In yet another aspect, a photovoltaic module is provided including a support layer for imparting rigidity to the module to prevent bending and cracking.

In yet another aspect, a photovoltaic module is provided including a back protection sheet layer for preventing leakage of electrical current to the environment.

In yet another aspect, a photovoltaic module is provided including at least one adhesive layer for the adhesion of the layers of the module together.

In yet another aspect, the layers of the photovoltaic module are bonded by heat activated bonding.

In yet another aspect, the photovoltaic module further includes a substrate panel adhered to the support layer by way of an adhesive.

In yet another aspect, a method for manufacturing a non-glass photovoltaic module is provided.

In yet another aspect, the method for manufacture is a single step process.

To achieve the foregoing and other aspects and advantages, and in accordance with the purposes of the invention as embodied and broadly described herein, a non-glass photovoltaic module and methods for manufacture are provided herein. In one embodiment, the photovoltaic module is a stacked arrangement including a non-glass cover layer for protecting the photovoltaic module from environmental impact, a photovoltaic layer underlying the cover layer and including at least one photovoltaic cell for producing an electrical current, a back protection sheet layer underlying the photovoltaic layer for preventing leakage of electrical current, and a support layer underlying the back protection sheet layer for imparting rigidity to the photovoltaic module.

A first adhesive layer is disposed between the cover layer and the photovoltaic layer. A second adhesive layer is disposed between the photovoltaic layer and the back protection sheet layer. A third adhesive layer is disposed between the back protection sheet layer and the support layer.

In another embodiment, a method for manufacturing a non-glass photovoltaic module is provided including the steps of: providing a plurality of layers including a non-glass cover layer, a photovoltaic layer including at least one photovoltaic cell, a back protection sheet layer, a support layer, and first, second and third adhesive layers; arranging the back protection sheet layer on the support layer with a first adhesive layer disposed therebetween; arranging the photovoltaic layer on the back protection sheet layer with a second adhesive layer disposed therebetween; arranging the non-glass cover layer on the photovoltaic layer with a third adhesive layer disposed therebetween; and heating the arranged module to a predetermined temperature to bond the plurality of layers and form a lamination.

▶ DATA SUPPLIED
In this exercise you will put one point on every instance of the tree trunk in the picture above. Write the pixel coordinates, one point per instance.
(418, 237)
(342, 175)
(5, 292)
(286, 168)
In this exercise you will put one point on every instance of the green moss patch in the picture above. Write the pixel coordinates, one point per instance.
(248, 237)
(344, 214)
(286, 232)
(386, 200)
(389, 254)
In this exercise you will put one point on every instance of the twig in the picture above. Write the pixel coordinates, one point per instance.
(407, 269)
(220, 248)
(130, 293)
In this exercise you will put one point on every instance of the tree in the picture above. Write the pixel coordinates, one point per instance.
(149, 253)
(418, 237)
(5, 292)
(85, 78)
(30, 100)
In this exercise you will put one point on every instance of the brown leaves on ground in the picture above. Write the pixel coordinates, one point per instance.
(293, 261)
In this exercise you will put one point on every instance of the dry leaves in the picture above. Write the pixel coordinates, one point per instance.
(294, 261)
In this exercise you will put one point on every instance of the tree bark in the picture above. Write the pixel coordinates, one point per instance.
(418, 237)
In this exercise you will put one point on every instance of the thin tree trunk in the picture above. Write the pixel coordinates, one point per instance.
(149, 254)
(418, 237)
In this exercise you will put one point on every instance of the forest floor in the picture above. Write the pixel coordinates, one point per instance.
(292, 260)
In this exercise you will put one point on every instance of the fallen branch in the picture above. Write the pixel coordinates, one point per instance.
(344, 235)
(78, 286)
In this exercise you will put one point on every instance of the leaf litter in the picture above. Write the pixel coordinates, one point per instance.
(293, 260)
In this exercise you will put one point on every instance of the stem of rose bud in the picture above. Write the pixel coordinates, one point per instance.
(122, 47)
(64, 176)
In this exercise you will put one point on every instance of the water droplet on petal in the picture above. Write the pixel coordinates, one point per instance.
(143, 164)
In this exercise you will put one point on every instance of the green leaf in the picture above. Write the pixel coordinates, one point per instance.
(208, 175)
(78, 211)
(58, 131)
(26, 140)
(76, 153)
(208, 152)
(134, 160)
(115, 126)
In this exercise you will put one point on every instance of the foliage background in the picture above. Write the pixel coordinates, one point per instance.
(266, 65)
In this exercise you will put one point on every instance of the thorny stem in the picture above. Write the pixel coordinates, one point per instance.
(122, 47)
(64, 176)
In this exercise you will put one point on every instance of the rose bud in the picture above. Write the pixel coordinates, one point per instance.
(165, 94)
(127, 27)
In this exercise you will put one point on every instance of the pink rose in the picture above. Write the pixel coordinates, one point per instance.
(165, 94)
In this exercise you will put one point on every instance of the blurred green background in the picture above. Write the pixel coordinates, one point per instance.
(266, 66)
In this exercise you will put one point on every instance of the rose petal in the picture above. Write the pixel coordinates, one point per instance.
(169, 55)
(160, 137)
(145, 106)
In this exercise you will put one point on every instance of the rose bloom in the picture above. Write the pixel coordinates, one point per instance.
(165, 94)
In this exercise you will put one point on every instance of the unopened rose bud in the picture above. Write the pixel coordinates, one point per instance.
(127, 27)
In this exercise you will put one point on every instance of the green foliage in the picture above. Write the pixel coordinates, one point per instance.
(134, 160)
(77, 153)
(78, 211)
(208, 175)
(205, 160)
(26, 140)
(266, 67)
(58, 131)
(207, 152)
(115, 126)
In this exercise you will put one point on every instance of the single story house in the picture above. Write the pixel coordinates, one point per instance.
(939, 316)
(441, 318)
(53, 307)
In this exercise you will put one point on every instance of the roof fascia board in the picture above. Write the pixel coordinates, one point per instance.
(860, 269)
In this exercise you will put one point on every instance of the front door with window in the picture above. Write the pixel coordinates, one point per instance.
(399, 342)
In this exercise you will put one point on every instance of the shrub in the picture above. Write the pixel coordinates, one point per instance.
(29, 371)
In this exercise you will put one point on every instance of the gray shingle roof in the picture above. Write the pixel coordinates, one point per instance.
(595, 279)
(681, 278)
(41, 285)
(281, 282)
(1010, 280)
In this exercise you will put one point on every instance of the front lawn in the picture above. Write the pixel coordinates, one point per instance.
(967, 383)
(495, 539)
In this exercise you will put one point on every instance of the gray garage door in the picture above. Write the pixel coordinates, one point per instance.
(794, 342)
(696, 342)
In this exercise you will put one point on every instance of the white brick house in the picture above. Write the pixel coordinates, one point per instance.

▶ WHAT TO DO
Summarize the photovoltaic module passage in two sentences. The records were drawn from a different source.

▶ EXERCISE ANSWER
A non-glass photovoltaic module is stacked from four layers, each with an adhesive layer between it and the next:
- a cover layer that protects against the environment
- a photovoltaic layer with at least one cell that produces current
- a back protection sheet layer that prevents current leakage
- a support layer that gives the module rigidity

To make it, the layers are arranged with adhesive between them and heated to a predetermined temperature so they bond into a lamination.